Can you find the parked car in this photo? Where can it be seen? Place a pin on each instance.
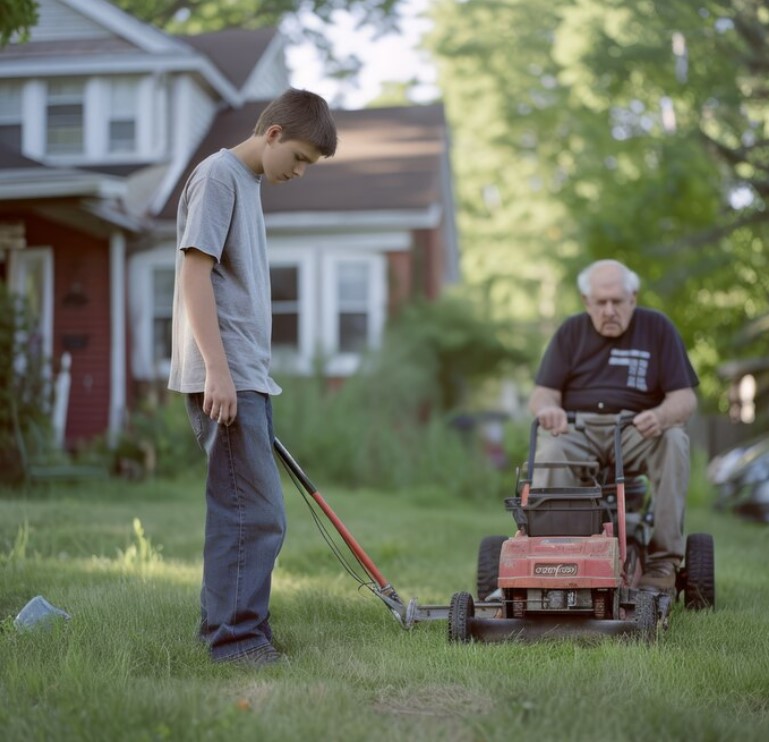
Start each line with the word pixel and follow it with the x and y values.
pixel 741 477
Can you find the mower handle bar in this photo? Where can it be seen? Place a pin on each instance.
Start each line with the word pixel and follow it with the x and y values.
pixel 623 420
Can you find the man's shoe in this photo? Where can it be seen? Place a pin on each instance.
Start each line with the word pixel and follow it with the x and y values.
pixel 263 656
pixel 661 577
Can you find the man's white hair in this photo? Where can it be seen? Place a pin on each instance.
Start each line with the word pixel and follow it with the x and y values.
pixel 630 280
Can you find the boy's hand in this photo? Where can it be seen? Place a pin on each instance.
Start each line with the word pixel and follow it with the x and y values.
pixel 220 400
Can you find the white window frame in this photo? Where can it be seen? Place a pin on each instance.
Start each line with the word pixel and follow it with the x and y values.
pixel 81 99
pixel 150 140
pixel 12 115
pixel 345 363
pixel 301 360
pixel 141 302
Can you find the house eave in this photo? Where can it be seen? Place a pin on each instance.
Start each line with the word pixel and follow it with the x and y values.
pixel 126 65
pixel 21 184
pixel 427 218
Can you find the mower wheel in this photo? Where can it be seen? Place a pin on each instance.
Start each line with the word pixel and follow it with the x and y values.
pixel 699 585
pixel 461 610
pixel 646 615
pixel 488 565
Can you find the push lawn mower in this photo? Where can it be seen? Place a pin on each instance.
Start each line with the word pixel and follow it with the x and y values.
pixel 572 567
pixel 575 562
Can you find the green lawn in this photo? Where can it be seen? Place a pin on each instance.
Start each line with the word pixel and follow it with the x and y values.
pixel 127 666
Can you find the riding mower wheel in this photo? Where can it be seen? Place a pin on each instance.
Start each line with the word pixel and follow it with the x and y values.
pixel 488 565
pixel 699 583
pixel 461 610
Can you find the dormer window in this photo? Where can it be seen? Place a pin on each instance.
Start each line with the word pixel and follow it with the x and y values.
pixel 64 117
pixel 10 115
pixel 122 115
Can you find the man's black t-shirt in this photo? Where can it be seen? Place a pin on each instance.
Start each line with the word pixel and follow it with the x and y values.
pixel 631 372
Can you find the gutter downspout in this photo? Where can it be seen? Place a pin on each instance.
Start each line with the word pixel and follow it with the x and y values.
pixel 117 403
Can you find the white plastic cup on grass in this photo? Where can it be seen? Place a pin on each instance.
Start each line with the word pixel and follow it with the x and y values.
pixel 39 613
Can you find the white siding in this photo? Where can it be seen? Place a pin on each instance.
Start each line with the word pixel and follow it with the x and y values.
pixel 58 21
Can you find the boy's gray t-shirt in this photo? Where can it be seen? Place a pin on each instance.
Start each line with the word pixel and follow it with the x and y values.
pixel 220 214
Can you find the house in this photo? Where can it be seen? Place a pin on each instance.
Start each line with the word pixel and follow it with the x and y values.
pixel 101 120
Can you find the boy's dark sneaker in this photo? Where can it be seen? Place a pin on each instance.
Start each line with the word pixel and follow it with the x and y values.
pixel 263 656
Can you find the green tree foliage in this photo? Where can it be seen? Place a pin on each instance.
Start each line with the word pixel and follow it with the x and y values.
pixel 16 17
pixel 614 129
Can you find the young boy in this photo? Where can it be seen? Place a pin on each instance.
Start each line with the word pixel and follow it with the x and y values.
pixel 220 360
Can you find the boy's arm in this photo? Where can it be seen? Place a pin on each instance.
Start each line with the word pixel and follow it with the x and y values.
pixel 220 400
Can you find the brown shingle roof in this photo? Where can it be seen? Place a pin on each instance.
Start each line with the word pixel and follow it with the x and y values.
pixel 234 51
pixel 387 159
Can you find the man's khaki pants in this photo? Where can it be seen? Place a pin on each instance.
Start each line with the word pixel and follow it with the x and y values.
pixel 665 460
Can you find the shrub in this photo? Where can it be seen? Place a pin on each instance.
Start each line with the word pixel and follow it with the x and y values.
pixel 26 392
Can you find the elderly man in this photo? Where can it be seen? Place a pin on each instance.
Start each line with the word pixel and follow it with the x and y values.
pixel 618 357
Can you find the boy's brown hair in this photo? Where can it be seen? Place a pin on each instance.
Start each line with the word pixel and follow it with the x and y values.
pixel 303 116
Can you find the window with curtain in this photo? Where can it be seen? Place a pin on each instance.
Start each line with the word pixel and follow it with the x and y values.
pixel 285 306
pixel 10 115
pixel 162 306
pixel 65 117
pixel 352 287
pixel 122 115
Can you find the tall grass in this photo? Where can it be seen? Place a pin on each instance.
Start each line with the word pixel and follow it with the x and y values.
pixel 125 563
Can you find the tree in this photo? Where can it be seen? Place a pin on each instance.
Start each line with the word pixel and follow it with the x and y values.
pixel 16 17
pixel 640 131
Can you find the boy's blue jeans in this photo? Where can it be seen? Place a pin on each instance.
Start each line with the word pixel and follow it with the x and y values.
pixel 245 525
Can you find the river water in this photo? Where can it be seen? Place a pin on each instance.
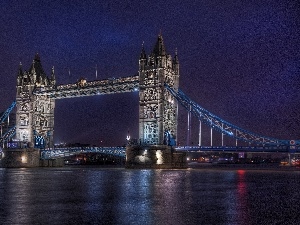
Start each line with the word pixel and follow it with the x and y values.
pixel 95 195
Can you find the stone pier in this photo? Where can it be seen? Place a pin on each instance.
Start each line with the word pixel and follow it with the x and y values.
pixel 154 156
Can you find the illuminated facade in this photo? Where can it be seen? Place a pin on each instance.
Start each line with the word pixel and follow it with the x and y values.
pixel 36 94
pixel 158 108
pixel 35 114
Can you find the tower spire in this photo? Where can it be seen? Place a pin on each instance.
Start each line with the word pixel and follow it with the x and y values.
pixel 159 48
pixel 143 53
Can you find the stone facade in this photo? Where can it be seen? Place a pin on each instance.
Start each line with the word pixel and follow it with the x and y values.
pixel 35 113
pixel 157 107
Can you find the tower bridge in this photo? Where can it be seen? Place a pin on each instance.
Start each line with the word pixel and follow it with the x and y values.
pixel 157 82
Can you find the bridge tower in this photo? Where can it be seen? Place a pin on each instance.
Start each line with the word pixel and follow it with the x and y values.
pixel 35 113
pixel 157 107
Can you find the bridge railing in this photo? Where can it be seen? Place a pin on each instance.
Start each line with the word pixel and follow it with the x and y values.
pixel 53 153
pixel 223 126
pixel 98 87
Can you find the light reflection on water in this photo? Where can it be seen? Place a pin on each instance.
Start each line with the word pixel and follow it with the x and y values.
pixel 90 195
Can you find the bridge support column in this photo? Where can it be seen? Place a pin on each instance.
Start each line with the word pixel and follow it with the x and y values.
pixel 155 156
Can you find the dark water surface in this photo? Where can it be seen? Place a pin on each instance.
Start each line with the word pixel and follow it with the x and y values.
pixel 95 195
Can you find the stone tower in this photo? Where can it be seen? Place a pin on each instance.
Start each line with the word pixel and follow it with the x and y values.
pixel 157 107
pixel 35 113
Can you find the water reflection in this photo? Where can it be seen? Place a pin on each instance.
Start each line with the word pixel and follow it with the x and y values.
pixel 117 196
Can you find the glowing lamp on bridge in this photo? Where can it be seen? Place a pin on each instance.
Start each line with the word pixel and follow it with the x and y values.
pixel 24 159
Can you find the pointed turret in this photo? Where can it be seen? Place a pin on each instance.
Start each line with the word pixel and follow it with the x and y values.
pixel 143 58
pixel 20 75
pixel 37 72
pixel 176 63
pixel 143 53
pixel 175 60
pixel 53 81
pixel 159 48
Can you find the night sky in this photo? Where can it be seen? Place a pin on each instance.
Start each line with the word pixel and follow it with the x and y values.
pixel 238 59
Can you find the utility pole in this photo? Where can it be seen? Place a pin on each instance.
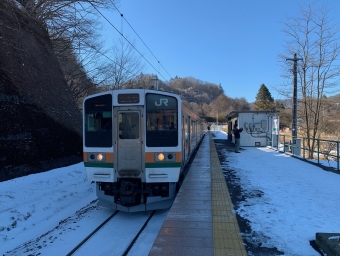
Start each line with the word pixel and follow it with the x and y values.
pixel 294 126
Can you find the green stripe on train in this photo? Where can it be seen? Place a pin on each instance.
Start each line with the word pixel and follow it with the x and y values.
pixel 99 165
pixel 147 165
pixel 163 165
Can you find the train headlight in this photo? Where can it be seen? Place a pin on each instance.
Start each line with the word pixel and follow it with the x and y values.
pixel 96 157
pixel 165 157
pixel 100 157
pixel 160 157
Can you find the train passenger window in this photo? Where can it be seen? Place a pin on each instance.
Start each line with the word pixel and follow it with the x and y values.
pixel 161 121
pixel 98 121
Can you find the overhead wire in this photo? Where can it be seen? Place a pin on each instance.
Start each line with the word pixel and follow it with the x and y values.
pixel 128 41
pixel 140 38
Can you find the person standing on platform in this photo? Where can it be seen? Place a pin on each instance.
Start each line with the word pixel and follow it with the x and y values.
pixel 237 138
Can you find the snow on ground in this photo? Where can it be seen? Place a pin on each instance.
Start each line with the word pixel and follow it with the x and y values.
pixel 54 209
pixel 298 199
pixel 33 205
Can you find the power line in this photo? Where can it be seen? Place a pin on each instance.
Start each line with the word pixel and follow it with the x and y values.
pixel 140 38
pixel 128 41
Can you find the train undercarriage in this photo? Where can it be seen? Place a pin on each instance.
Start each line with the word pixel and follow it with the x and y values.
pixel 132 194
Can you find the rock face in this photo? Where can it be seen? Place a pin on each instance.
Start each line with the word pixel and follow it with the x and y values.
pixel 40 124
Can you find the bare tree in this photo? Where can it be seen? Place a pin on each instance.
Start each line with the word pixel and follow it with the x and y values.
pixel 124 66
pixel 312 36
pixel 73 29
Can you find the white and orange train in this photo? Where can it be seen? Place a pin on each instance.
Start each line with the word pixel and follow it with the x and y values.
pixel 136 143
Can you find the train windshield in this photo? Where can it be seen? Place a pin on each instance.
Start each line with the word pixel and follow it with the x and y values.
pixel 161 121
pixel 98 121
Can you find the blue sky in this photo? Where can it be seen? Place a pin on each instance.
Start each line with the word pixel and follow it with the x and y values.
pixel 232 43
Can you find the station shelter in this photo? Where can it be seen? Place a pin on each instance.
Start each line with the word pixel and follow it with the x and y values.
pixel 260 128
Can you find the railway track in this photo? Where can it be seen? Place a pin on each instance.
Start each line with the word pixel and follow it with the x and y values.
pixel 116 235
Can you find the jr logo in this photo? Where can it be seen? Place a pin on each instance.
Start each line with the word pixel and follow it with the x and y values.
pixel 161 102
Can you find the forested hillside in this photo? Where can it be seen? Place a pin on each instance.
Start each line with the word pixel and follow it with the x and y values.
pixel 43 82
pixel 40 125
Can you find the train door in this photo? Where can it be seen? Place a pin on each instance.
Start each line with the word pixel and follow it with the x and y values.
pixel 128 142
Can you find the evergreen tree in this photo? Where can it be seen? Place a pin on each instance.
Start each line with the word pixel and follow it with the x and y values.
pixel 264 100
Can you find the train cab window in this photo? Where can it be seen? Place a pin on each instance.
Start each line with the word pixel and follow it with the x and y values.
pixel 161 121
pixel 128 125
pixel 98 121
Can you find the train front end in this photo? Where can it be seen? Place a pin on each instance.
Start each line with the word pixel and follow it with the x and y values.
pixel 132 148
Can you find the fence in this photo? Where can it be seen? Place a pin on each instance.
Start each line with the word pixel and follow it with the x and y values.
pixel 322 150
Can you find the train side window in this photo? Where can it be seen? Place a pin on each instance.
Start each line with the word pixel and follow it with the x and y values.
pixel 98 121
pixel 161 120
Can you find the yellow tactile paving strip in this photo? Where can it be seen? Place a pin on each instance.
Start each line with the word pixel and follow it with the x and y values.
pixel 226 232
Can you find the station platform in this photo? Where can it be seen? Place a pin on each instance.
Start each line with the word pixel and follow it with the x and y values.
pixel 201 220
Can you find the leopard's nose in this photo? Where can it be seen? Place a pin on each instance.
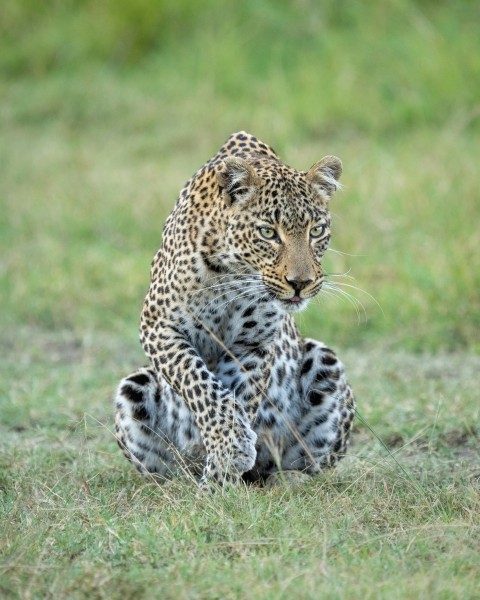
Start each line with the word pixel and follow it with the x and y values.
pixel 298 284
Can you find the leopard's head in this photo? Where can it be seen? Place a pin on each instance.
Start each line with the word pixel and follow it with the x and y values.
pixel 278 222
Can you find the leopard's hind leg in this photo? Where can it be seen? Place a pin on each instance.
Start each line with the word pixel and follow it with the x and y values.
pixel 154 428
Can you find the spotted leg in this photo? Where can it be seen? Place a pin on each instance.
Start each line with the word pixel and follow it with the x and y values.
pixel 304 426
pixel 155 429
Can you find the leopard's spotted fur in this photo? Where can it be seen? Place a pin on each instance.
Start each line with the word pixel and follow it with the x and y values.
pixel 233 389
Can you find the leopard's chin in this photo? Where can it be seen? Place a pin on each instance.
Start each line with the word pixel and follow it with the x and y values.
pixel 294 304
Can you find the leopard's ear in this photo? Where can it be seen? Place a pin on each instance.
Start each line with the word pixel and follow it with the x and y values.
pixel 324 176
pixel 238 180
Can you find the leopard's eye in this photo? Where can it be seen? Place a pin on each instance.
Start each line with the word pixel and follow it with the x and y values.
pixel 317 231
pixel 268 233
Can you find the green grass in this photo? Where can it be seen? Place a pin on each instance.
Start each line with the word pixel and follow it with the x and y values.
pixel 106 111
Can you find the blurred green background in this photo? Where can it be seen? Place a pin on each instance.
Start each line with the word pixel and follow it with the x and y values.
pixel 108 107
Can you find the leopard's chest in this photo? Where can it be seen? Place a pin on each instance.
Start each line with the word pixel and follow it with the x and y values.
pixel 234 322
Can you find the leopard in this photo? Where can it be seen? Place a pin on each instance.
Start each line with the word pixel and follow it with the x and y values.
pixel 232 392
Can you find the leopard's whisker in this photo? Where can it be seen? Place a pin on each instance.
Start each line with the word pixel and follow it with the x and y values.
pixel 352 299
pixel 354 287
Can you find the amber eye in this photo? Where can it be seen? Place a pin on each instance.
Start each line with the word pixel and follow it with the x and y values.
pixel 268 233
pixel 317 231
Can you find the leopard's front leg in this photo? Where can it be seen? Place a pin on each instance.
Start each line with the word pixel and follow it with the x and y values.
pixel 224 425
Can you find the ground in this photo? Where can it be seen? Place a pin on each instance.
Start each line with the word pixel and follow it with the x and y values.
pixel 398 518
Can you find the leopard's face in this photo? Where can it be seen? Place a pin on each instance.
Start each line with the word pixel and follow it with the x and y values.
pixel 279 226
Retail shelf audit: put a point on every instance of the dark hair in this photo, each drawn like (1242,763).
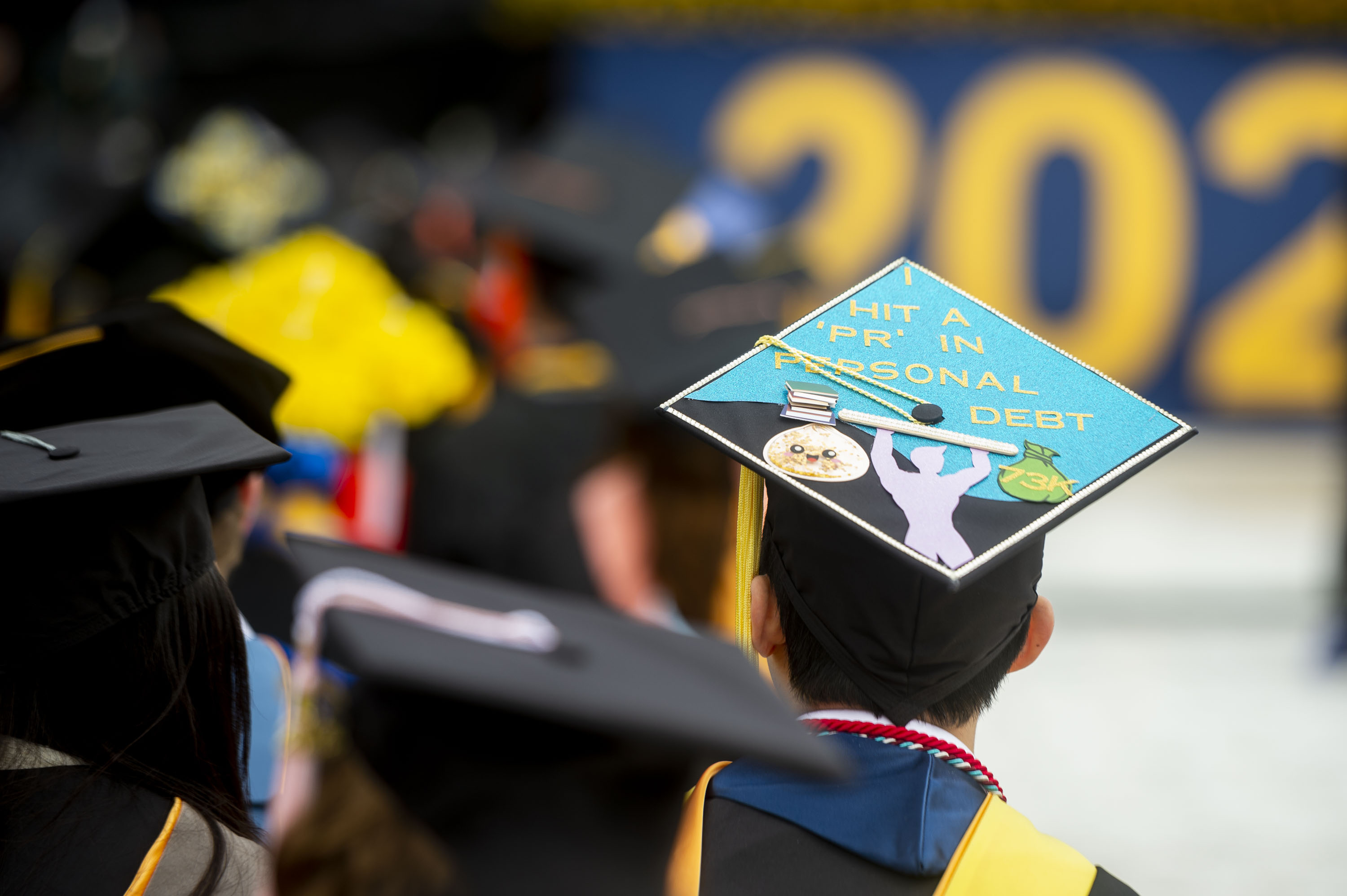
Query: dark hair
(818,680)
(158,701)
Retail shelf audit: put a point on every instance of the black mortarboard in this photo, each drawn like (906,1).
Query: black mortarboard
(586,198)
(906,522)
(115,526)
(136,357)
(582,194)
(551,770)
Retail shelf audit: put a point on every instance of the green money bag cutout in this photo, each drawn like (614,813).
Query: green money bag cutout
(1034,478)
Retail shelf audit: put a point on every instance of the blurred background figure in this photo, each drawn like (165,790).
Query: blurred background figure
(484,237)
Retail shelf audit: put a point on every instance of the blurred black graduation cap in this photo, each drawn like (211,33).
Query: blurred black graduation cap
(135,357)
(908,536)
(104,519)
(585,198)
(557,769)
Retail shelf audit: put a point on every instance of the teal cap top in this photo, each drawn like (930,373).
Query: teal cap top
(1024,433)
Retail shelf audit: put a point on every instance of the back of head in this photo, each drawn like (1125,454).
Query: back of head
(119,641)
(158,700)
(904,641)
(543,742)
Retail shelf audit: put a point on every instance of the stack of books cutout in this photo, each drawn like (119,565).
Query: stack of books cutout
(810,402)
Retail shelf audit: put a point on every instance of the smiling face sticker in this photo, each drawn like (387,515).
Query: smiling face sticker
(817,452)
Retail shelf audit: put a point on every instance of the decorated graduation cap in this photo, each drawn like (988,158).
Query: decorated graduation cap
(547,742)
(136,357)
(596,202)
(104,519)
(916,448)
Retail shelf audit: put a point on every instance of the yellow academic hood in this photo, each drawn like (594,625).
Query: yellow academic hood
(330,316)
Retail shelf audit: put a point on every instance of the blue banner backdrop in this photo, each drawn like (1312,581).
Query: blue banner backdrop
(1168,213)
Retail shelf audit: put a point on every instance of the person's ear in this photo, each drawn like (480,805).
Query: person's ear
(1040,632)
(766,616)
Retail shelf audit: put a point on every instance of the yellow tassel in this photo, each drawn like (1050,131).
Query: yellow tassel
(748,540)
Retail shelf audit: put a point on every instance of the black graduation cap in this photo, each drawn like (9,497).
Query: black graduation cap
(131,359)
(582,194)
(666,329)
(585,198)
(557,766)
(908,534)
(114,523)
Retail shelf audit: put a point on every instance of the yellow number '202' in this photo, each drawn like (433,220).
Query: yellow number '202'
(1139,206)
(867,131)
(1273,340)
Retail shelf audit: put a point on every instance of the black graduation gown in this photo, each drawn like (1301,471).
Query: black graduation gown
(68,832)
(907,824)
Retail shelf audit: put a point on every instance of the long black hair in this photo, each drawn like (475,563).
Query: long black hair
(158,701)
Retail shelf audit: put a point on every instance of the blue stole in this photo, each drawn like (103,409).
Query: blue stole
(900,809)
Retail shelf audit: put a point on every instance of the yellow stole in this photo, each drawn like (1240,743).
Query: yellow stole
(1001,855)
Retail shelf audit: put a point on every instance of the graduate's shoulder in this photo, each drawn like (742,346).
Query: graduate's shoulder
(1004,855)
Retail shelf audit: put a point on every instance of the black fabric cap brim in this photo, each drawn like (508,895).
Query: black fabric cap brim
(609,674)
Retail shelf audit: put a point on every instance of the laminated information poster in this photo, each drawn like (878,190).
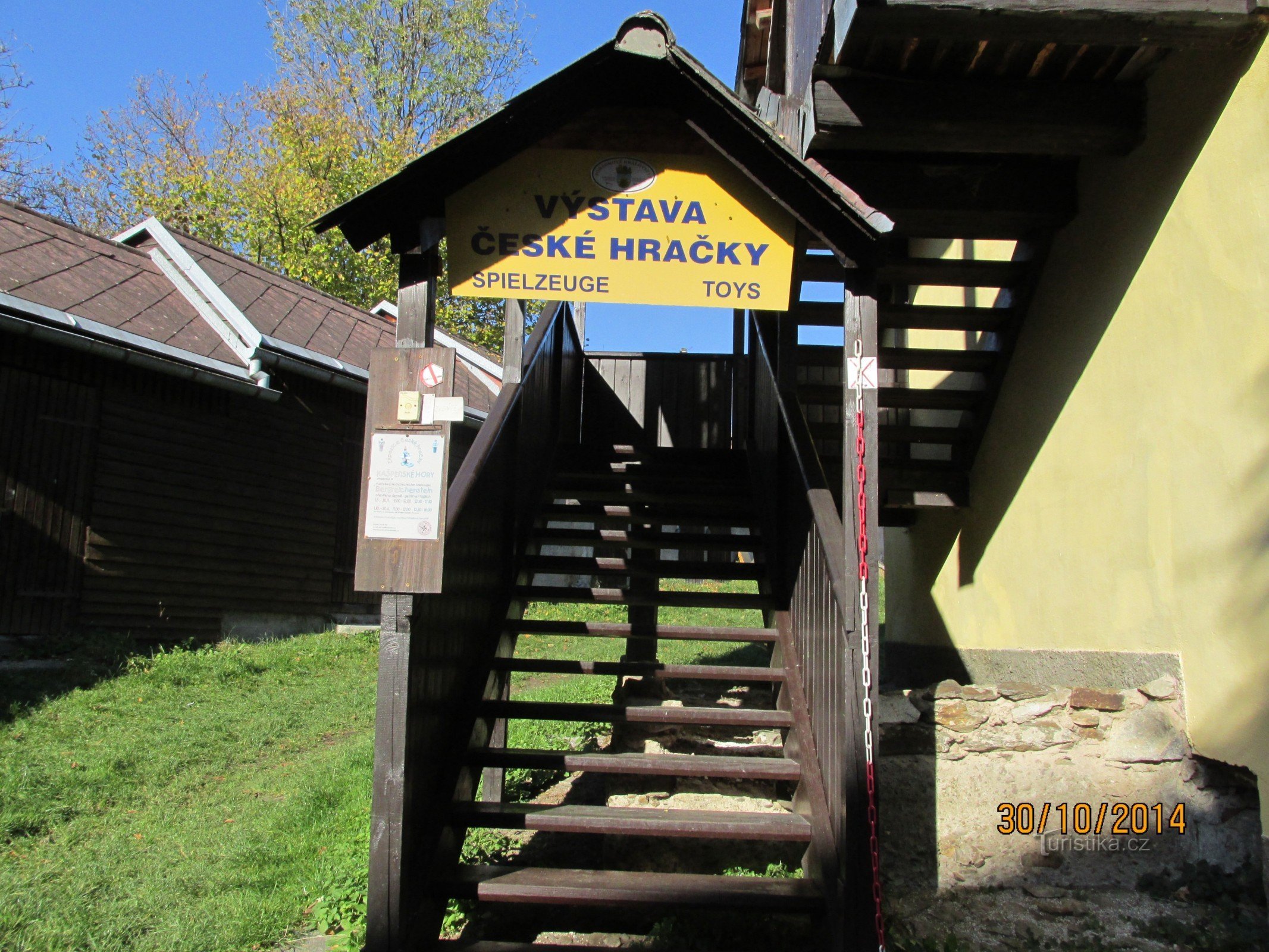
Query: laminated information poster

════════

§ **Task directions**
Retype exactly the span of lines from the one with "Can you find the leopard's head" through the one with "Can you find the blurred"; include both ends and omit the rest of the material.

§ **Answer section**
Can you find the leopard's head in this photo? Where can it be seen? Place a pin on each instance.
Start each line with the word pixel and follow it with the x and y values.
pixel 278 222
Can you find the leopard's hind leg in this photo? Where can it be seen? Place a pin on each instance.
Start each line with the word pixel and follow it with the x and y values.
pixel 154 428
Can you find the spotted leg in this photo? Where can it be seen? Place a pin on each instance.
Start each line with the word pixel and follow it with the x and y values.
pixel 304 426
pixel 155 429
Can you find the leopard's spotted fur in this photo? Where can it be seen? Place a pin on each instance.
Start each line with the word pixel and follow it with the x and y values.
pixel 233 389
Can you find the leopard's chin in this photo? Where can it be seen? Place a pin on each instance.
Start each line with the word pixel and follow it with the x and y values.
pixel 294 304
Can you find the leopard's ear in this photo? Where can it be seen? Place a pin on each instance.
Start each line with the word pixel and follow it with the x and y values.
pixel 324 176
pixel 238 180
Can you find the leopard's eye in this photo? Where can it be seen? Place a pin on each instance.
Start each line with the word pixel and follow it with the x and y values.
pixel 317 231
pixel 268 233
Can you find the green grass in this photo? Where can it be seen? Place a pin on each instance.
Start each line with the word pixel and follow it with the x and y values.
pixel 106 111
Can you find the blurred green background in this photo? Where can it be seen? Place a pin on each instance.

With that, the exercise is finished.